> [MATERIAL SUPPLIED]:
** begin **
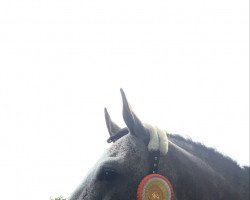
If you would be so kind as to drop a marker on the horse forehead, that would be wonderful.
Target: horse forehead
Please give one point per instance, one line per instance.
(128, 146)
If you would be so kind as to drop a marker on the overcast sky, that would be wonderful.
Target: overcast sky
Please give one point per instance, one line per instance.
(183, 65)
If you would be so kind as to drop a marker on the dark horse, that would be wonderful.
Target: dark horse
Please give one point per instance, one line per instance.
(194, 171)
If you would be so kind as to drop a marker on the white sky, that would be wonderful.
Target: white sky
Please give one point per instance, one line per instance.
(183, 65)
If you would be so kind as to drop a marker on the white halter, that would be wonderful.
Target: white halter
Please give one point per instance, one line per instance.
(158, 139)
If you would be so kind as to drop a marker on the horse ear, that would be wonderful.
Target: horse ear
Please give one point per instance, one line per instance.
(133, 123)
(113, 128)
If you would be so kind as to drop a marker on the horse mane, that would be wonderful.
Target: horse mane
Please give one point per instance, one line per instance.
(222, 164)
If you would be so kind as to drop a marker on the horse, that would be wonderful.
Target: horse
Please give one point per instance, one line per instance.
(141, 153)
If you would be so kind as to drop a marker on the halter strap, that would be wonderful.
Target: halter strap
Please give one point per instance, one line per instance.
(155, 158)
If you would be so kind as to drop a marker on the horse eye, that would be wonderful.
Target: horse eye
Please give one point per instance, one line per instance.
(107, 174)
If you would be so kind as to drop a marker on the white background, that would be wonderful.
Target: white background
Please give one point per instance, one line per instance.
(183, 65)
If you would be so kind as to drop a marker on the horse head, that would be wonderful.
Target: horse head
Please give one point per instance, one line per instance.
(119, 172)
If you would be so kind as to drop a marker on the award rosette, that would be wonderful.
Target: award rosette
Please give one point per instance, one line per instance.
(155, 187)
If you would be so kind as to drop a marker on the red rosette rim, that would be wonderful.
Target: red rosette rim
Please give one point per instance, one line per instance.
(146, 179)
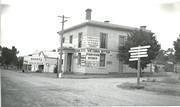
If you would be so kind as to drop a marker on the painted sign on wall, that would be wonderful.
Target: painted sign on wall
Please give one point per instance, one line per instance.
(92, 59)
(92, 41)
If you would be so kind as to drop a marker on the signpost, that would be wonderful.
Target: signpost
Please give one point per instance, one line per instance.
(136, 54)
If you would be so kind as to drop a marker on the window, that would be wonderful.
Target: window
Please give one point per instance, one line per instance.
(79, 58)
(70, 38)
(102, 60)
(80, 40)
(121, 40)
(63, 39)
(103, 40)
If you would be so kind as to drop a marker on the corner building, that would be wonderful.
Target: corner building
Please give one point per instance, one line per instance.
(92, 47)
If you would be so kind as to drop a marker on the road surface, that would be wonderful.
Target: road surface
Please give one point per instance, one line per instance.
(24, 90)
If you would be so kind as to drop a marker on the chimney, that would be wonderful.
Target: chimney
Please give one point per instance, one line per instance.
(107, 21)
(88, 14)
(143, 27)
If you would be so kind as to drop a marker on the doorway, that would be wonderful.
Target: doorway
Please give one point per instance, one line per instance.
(69, 62)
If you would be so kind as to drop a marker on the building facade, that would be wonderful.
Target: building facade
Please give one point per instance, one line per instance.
(43, 61)
(93, 47)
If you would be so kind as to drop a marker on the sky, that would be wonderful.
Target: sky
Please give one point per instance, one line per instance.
(32, 25)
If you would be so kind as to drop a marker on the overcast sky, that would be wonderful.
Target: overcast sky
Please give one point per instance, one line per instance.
(32, 25)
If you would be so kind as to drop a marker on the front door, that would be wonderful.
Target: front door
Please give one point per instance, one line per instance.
(69, 62)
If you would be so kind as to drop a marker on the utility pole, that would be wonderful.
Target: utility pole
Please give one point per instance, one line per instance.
(61, 45)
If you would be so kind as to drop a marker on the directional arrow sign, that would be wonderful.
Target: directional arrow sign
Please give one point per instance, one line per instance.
(140, 47)
(133, 59)
(141, 50)
(138, 56)
(139, 53)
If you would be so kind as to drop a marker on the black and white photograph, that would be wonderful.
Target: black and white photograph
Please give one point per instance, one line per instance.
(89, 53)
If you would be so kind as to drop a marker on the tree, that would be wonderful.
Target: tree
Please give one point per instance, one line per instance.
(9, 56)
(20, 62)
(177, 49)
(139, 38)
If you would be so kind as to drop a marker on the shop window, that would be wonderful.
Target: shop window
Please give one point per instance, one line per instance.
(102, 60)
(80, 40)
(103, 40)
(70, 38)
(63, 39)
(79, 58)
(121, 40)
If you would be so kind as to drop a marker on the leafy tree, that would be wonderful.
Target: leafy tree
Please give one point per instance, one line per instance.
(139, 38)
(177, 49)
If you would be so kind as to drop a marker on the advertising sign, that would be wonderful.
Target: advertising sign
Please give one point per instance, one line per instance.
(92, 41)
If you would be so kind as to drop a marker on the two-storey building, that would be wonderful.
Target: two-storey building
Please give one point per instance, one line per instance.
(93, 47)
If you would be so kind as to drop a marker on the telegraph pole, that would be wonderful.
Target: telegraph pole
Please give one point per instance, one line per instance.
(61, 45)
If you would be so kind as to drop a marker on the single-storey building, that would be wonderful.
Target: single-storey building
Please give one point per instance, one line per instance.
(93, 47)
(43, 61)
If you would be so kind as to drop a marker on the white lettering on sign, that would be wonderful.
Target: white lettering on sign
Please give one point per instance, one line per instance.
(92, 41)
(98, 51)
(140, 47)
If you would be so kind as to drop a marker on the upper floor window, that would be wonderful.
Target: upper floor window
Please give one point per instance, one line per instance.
(80, 40)
(79, 58)
(70, 38)
(103, 40)
(122, 40)
(102, 60)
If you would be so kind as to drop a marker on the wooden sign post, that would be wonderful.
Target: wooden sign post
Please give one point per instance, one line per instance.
(136, 54)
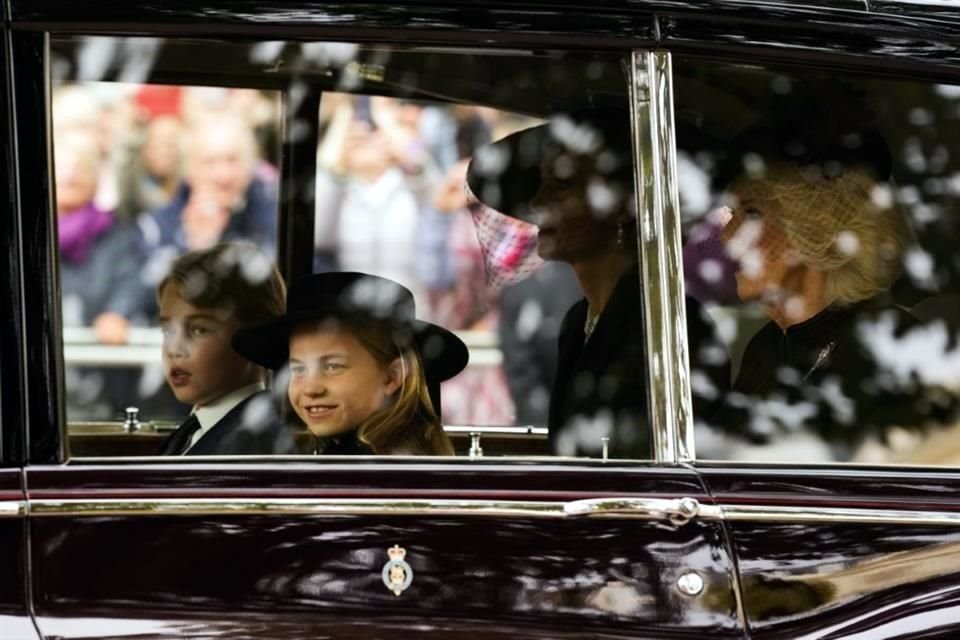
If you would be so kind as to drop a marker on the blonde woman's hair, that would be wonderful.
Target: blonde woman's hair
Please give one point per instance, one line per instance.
(409, 424)
(836, 224)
** end **
> [TASK TO COMPLETE]: Each line of the data should be quoted exactly, with pictures left out.

> [CORRECT OUTPUT]:
If you would be so kind as to drop a marker on the horse forehead, that would be wonderful.
Target: horse forehead
Please give one point per instance, one line per instance.
(128, 146)
If you would be so kind as to drop a marker on the overcast sky, that would be wonderful.
Target: overcast sky
Please give one point per instance, one line per instance.
(183, 65)
If you would be so kind as to drop a marker on the dark horse, that would be wonderful.
Target: dark horse
Please give one point per instance, one line per instance.
(194, 171)
If you would be so kind as to drop a marker on the white sky, that would be wonderful.
Target: white sky
Please give one point per instance, one line per instance.
(183, 65)
If you would be so kind as to drop a marker on the white halter, that would be wonderful.
Target: white halter
Please give one point per instance, one line per instance.
(158, 139)
If you would be so kind as to drop a marker on the horse ear, that would be wonderful.
Target: horse ear
Please give one point per instance, one line per instance.
(133, 123)
(113, 128)
If you would be so kind as to drop a marker on the horse mane, that would be wonderful.
Target: horse mane
Please give one point per instance, one line per instance.
(222, 164)
If you would be so kind as to drop a marker on the horse, that would be wonderful.
Target: horse
Please give one point per instance, one line per instance.
(141, 153)
If you would be so kind as to drop a marker on the halter strap, that would be wonderful.
Target: halter strap
Please give one point per instance, one line per instance.
(155, 158)
If you would be so kind as to drop a marker on the horse eye, that would be wonderful.
Target: horse eye
Please give one point per instance, one line per instance.
(107, 174)
If you would be so kind as to drop a marker on the white background, that would be wonderful.
Target: white background
Please give one point per instance, one line per instance.
(183, 65)
If you would be so kind as to drop a marker on the horse head, that would be wonderful.
Target: horse head
Please give one point per instance, one line per instance.
(119, 172)
If you would be so kind as to drop a marker on the award rosette, that would be wonderful.
Target: award rosette
Please give one point per instance, one line per instance.
(155, 187)
If you would be so kind as to drop a marker on the red rosette rim, that would be wonderful.
Target: red rosette rim
Please give one point per instance, one line per instance.
(146, 179)
If you would be so kind as to drop a marker on the painted sign on wall, that would be wonderful.
Target: painted sign on wall
Please give one point per instance, one line per instance.
(92, 59)
(92, 41)
If you would be so kind as to drop a marker on the signpost, that would be wonderful.
Target: signpost
Please give one point per instance, one line per instance.
(136, 54)
If you would be so kind as to drop a marker on the window, that would be wonderful.
Target: window
Please give one point per instance, one line per instance.
(79, 58)
(70, 38)
(102, 60)
(80, 40)
(121, 40)
(63, 39)
(103, 40)
If you would be so kind as to drop a marker on the corner building, that would be wonderful.
Target: corner building
Please give one point per instance, one line per instance.
(92, 47)
If you would be so kind as to drop a marker on the road surface, that would be wonderful.
Target: road surface
Please give one point per instance, one line per instance.
(24, 90)
If you would be so kind as to drop a marker on the chimney, that would be wonderful.
Target: chimney
Please give one point per instance, one line per instance.
(107, 21)
(88, 14)
(143, 27)
If you would be so kind as to drop a marker on the doorway, that would be wonderful.
Target: doorway
Please give one point per instance, one line per instance.
(69, 62)
If you would be so kind as to drop a marker on the building facade, that would be wonderful.
Target: building facade
Please give one point per instance, one line per instance.
(43, 61)
(93, 47)
If you would be so kind as to drop a marker on the sky, that would be wonderful.
Target: sky
Please give one point per instance, one line per instance.
(32, 25)
If you would be so kind as to drop a marker on the overcast sky, that would be wonderful.
Target: overcast sky
Please give one point per instance, one line per instance.
(32, 25)
If you would be so kind as to drop a marker on the front door, that would be wonderful.
Target: front door
Please give one point per instance, one line per instance.
(69, 62)
If you would be so kind as to drop a marker on the utility pole, that would be wonderful.
Target: utility pole
Please give one point per instance, one line per instance.
(61, 45)
If you would be so kind as to drop a marker on the directional arrow sign, that would be wonderful.
Target: directional arrow sign
Please give one point per instance, one line per instance.
(140, 47)
(133, 59)
(141, 50)
(138, 56)
(139, 53)
If you would be so kind as to drop a marker on the black and white photograph, that would be wonderful.
Target: black and white photograph
Please give one point per instance, one line per instance.
(89, 53)
If you would be so kind as to drop a marker on the tree, that would be wonderful.
Target: tree
Please give one point per instance, one line per instance.
(9, 56)
(20, 62)
(177, 49)
(139, 38)
If you would be so kind as to drop a marker on the shop window, that would be wonderful.
Target: shop window
Please give one point per instance, one line per instance.
(102, 60)
(80, 40)
(103, 40)
(70, 38)
(63, 39)
(79, 58)
(121, 40)
If you would be so kind as to drop a marker on the leafy tree, that would be wonderful.
Target: leafy tree
Please give one point per instance, one line per instance.
(139, 38)
(177, 49)
If you would be so kind as to drop a marker on the advertising sign, that would be wonderful.
Target: advertising sign
Please give one point per instance, one line per instance.
(92, 41)
If you would be so kind as to drop a marker on the two-storey building, that would be wonderful.
Target: two-storey building
Please give one point per instance, one line per instance.
(93, 47)
If you would be so kind as to drop a marker on the telegraph pole, that would be wonderful.
Target: telegraph pole
Please give one point per instance, one line per instance.
(61, 45)
If you would be so kind as to drop a marker on the single-storey building, that would be wonderful.
Target: single-storey building
Please give one point per instance, one line per instance.
(93, 47)
(43, 61)
If you would be so kind as to drop a marker on the white lettering on sign, that would be wonderful.
Target: white lettering on sign
Please give one point per instance, one line per instance.
(92, 41)
(98, 51)
(140, 47)
If you would be so kind as to drop a marker on the upper floor window, that would be wonderful.
Target: upper floor window
Please give one point per instance, one line per instance.
(80, 40)
(79, 58)
(70, 38)
(103, 40)
(122, 40)
(102, 60)
If you would be so kind as to drop a marker on the wooden sign post, that would be wonderful.
Target: wooden sign post
Please give one point per instance, one line per instance.
(136, 54)
If you would be so kind as to drop a marker on the blonde woman's hair, that would be wonderful.
Target: blonde woman's hair
Please give one point per instance, one line per instance.
(409, 424)
(836, 224)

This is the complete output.